Text passage:
Williams was industrious both as a parish priest and as an antiquary. He was regarded by many of his contemporaries as one of the leading Welsh scholars of his day, and was able to exert a considerable and decidedly mixed influence on the course of Welsh scholarship. Nonetheless, his enthusiasm and Welsh nationalist fervour, cause some to criticize him of being uncritical in his approach to the historical record and strongly influenced by Edward Williams (Iolo Morganwg, 1747–1826).

==Professional contributions==
In 1846, together with Harry Longueville Jones (1806–1870), another cleric and antiquary, Williams founded the Cambrian Archaeological Association, whose journal, Archaeologia Cambrensis, he edited until 1853, when he and Jones quarrelled over editorial policy. He also published an edition and translation of the Gododdin in 1852, established the Cambrian Journal, which he edited from 1854 until his death, and was prominent in the Welsh Manuscripts Society, editing four of its publications. The Llangollen Eisteddfod of 1858, which he organized together with Richard Williams Morgan ('Mor Meirion', c. 1815 – c. 1889) and Joseph Hughes ('Carn Ingli', 1803–1863), caused much derision and embarrassment; Williams' own family won several prizes, and Thomas Stephens (1821–1875) was adjudicated against because he suggested that the story of Madog ab Owain Gwynedd's American expeditions was not true. Williams was nevertheless considered for the chair of Celtic at Oxford University, and he was appointed by the government in 1858 to complete the editions of the medieval Welsh chronicles Annales Cambriae and Brut y Tywysogion, which had been left incomplete by Aneurin Owen (1792–1851), and which were published in 1860. His editorial work was later criticised by academics due to his lack of the diplomatic skills for interpreting medieval manuscripts.

==Religious appointments==
Williams became rector of Llanenddwyn and Llanddwywe, Merionethshire, in 1862, by which time he was very ill, and he died in the same year. The Ab Ithel Memorial Fund was established in his memory.

Complete the following:
• 1. Using the text on Williams, decide whether each statement agrees with it, answering yes or no and quoting the deciding words: (a) Williams edited Archaeologia Cambrensis until 1853. (b) The editions of Annales Cambriae and Brut y Tywysogion were published in 1858. (c) Williams became rector of Llanenddwyn and Llanddwywe in 1862.
• 2. According to the text on Williams, who founded the Cambrian Archaeological Association together with him in 1846?
The records come from a separate source.

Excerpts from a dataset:
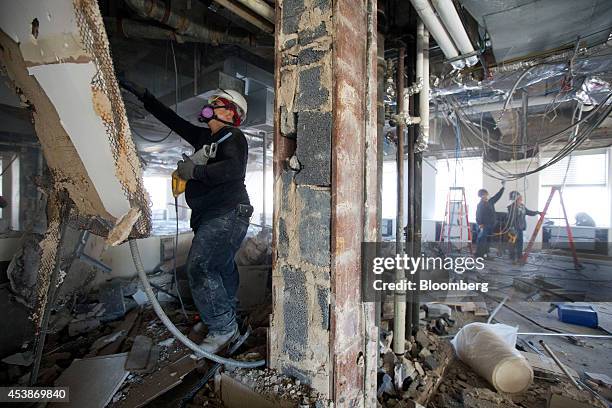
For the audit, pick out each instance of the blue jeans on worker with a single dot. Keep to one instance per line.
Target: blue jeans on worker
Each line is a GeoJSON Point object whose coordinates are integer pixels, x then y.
{"type": "Point", "coordinates": [516, 250]}
{"type": "Point", "coordinates": [482, 240]}
{"type": "Point", "coordinates": [213, 274]}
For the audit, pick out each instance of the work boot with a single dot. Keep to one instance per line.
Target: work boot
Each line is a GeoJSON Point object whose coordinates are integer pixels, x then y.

List of solutions:
• 1.
(a) Yes: "whose journal, Archaeologia Cambrensis, he edited until 1853"
(b) No: "which were published in 1860"
(c) Yes: "Williams became rector of Llanenddwyn and Llanddwywe, Merionethshire, in 1862"

• 2. Harry Longueville Jones